### Problem description
Word for word, restate every entry that follows.

Dataset extract Block Start

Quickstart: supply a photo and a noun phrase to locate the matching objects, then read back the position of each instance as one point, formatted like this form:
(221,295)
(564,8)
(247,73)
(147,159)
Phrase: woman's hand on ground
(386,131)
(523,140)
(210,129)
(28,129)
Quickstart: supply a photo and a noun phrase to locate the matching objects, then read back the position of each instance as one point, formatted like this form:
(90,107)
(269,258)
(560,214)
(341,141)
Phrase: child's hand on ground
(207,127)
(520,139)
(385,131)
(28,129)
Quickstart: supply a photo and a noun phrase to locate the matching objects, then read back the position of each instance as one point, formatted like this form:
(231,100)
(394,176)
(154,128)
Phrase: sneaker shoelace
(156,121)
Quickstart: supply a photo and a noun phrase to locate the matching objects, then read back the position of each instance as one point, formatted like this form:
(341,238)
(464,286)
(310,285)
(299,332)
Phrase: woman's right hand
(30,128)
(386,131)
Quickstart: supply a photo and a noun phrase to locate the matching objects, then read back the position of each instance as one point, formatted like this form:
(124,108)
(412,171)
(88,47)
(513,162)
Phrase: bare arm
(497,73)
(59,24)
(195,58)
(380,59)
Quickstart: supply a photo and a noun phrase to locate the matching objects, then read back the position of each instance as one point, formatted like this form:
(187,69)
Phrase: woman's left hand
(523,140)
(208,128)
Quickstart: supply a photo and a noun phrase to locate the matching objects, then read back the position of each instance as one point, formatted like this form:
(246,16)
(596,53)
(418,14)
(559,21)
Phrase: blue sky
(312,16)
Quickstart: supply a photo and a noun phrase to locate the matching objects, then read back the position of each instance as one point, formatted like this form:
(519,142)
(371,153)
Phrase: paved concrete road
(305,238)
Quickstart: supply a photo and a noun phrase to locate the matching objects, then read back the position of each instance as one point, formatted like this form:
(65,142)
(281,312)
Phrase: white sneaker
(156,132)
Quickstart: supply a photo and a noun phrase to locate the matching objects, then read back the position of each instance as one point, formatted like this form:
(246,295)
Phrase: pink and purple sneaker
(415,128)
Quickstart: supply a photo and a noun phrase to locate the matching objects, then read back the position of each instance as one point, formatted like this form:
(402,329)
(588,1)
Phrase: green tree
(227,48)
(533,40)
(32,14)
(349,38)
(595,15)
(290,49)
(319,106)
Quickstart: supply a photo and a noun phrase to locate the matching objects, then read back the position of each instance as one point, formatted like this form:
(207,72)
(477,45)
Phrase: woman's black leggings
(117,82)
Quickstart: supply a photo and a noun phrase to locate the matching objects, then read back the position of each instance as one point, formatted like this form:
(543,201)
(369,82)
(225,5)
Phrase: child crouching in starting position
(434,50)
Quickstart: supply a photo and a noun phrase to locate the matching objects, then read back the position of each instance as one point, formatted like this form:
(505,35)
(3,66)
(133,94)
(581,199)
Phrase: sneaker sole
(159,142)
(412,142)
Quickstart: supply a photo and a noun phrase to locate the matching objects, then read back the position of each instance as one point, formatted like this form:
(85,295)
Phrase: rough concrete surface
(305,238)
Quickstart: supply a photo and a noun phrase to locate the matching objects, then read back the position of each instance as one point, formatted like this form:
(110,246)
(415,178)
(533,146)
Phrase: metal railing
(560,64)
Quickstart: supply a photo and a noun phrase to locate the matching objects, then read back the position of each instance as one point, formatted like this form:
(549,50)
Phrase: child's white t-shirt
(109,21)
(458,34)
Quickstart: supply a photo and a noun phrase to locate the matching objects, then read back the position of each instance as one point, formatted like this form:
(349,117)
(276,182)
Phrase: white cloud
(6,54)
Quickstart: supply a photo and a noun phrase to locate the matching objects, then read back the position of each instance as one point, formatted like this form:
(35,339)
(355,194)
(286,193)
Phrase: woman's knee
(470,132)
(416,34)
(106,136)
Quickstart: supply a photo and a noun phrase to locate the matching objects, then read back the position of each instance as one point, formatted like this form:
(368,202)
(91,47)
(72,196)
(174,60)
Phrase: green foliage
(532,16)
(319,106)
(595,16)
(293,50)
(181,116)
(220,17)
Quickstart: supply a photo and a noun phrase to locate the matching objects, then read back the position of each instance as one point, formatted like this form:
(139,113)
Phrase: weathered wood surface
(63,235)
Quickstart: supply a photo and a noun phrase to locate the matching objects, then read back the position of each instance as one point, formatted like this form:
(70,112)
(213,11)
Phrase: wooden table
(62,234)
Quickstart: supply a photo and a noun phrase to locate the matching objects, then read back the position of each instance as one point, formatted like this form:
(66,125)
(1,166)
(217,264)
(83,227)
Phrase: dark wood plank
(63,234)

Dataset extract Block End

### Answer to this problem
Quickstart: supply a photo and a noun phrase to locate the matching objects, then read back the position of each instance as one point, formatted like this form:
(221,295)
(564,8)
(247,73)
(147,159)
Phrase: woman's hand on ground
(386,131)
(523,140)
(210,129)
(28,129)
Quickstart: supply a photo and a noun phrase to locate the matching objects, then read back the position of each instance as one point, formatted like this form:
(90,107)
(269,258)
(560,214)
(341,141)
Phrase: child's hand on ground
(207,127)
(520,139)
(385,131)
(28,129)
Quickstart: supply a photo and a noun phrase to locate the matching objects, then read back the position of each instance as one point, formatted like this form:
(231,100)
(394,176)
(154,128)
Phrase: sneaker shoelace
(156,121)
Quickstart: supply a photo and a noun phrase to locate the matching objects, then read back the position of each instance as one point, formatted like this form:
(341,238)
(464,286)
(310,285)
(299,332)
Phrase: woman's right hand
(30,128)
(386,131)
Quickstart: supply a photo and a noun phrase to locate the matching objects, then read back the position of each instance as one point, formatted like this form:
(124,108)
(412,171)
(88,47)
(513,162)
Phrase: bare arm
(497,73)
(59,24)
(195,58)
(380,59)
Quickstart: supply a photo and a noun phrase to locate the matching objects, then read back the position of each instance as one point, formatted like this form:
(187,69)
Phrase: woman's left hand
(523,140)
(208,128)
Quickstart: supply a photo and a noun phrase to locate the matching objects, then read back the position of each instance as one point, formatted like this form:
(246,16)
(596,53)
(418,14)
(559,21)
Phrase: blue sky
(312,16)
Quickstart: supply a photo and a noun phrase to locate the matching objects, then read back the position of each instance as one point, formatted like this form:
(519,142)
(371,153)
Phrase: paved concrete road
(305,238)
Quickstart: supply a photo and a noun phrase to locate the matching objects, then read back the position of each instance as one point, formatted like this form:
(65,142)
(281,312)
Phrase: white sneaker
(156,132)
Quickstart: supply a photo and a noun phrase to locate the matching objects, then read back the position of each instance as one point, formatted like this form:
(246,295)
Phrase: pink and purple sneaker
(415,128)
Quickstart: supply a photo and a noun phrase to locate the matching objects, then read back the position of each instance as one point, formatted like this form:
(402,329)
(588,1)
Phrase: green tree
(227,48)
(533,40)
(32,14)
(349,38)
(595,15)
(290,49)
(319,106)
Quickstart: supply a photo and a noun phrase to locate the matching objects, then read back the position of each instance as one point, formatted like this form:
(207,72)
(477,45)
Phrase: woman's black leggings
(117,82)
Quickstart: supply a photo and a noun phrase to locate the matching objects, then read back the position of each instance as one point, formatted like this form:
(543,201)
(369,82)
(225,5)
Phrase: child crouching in starting position
(434,50)
Quickstart: supply a photo and a noun phrase to locate the matching objects, then read back the position of each instance as one point, formatted like this form:
(505,35)
(3,66)
(133,94)
(581,199)
Phrase: sneaker sole
(159,142)
(412,142)
Quickstart: supply a photo and a noun phrase to locate the matching objects, then read back the position of each instance as one point, formatted like this form:
(85,295)
Phrase: rough concrete surface
(305,238)
Quickstart: supply a photo and a noun phrase to locate the matching objects, then read back the position of each instance as one point, formatted like this form:
(110,246)
(415,178)
(533,146)
Phrase: metal railing
(560,64)
Quickstart: supply a photo and a noun phrase to locate the matching objects, then read back the position of each instance as one point, formatted like this form:
(549,50)
Phrase: child's white t-shirt
(109,21)
(458,34)
Quickstart: supply a photo and a noun phrase to locate the matching objects, then read back the position of each instance as one point, formatted like this form:
(349,117)
(276,182)
Phrase: white cloud
(6,54)
Quickstart: supply a photo and a noun phrase to locate the matching objects, then read back the position of each instance as one point, formatted like this form:
(35,339)
(355,194)
(286,193)
Phrase: woman's knee
(470,132)
(416,34)
(106,136)
Quickstart: supply a photo and a noun phrase to locate the matching objects, then read back the position of each instance as one point, formatted like this form:
(368,202)
(91,47)
(72,196)
(174,60)
Phrase: green foliage
(532,16)
(319,106)
(595,16)
(293,50)
(181,116)
(220,17)
Quickstart: supply a photo and a noun phrase to locate the matching objects, then read back the position of each instance as one point, formatted like this form:
(139,113)
Phrase: weathered wood surface
(63,235)
Quickstart: supply a photo and a noun phrase to locate the matching objects, then read back the position of each instance as one point, formatted like this form:
(70,112)
(213,11)
Phrase: wooden table
(62,234)
Quickstart: supply a photo and a noun phrase to locate the matching objects, then read back the position of each instance as one point, formatted like this form:
(66,125)
(1,166)
(217,264)
(83,227)
Phrase: dark wood plank
(63,234)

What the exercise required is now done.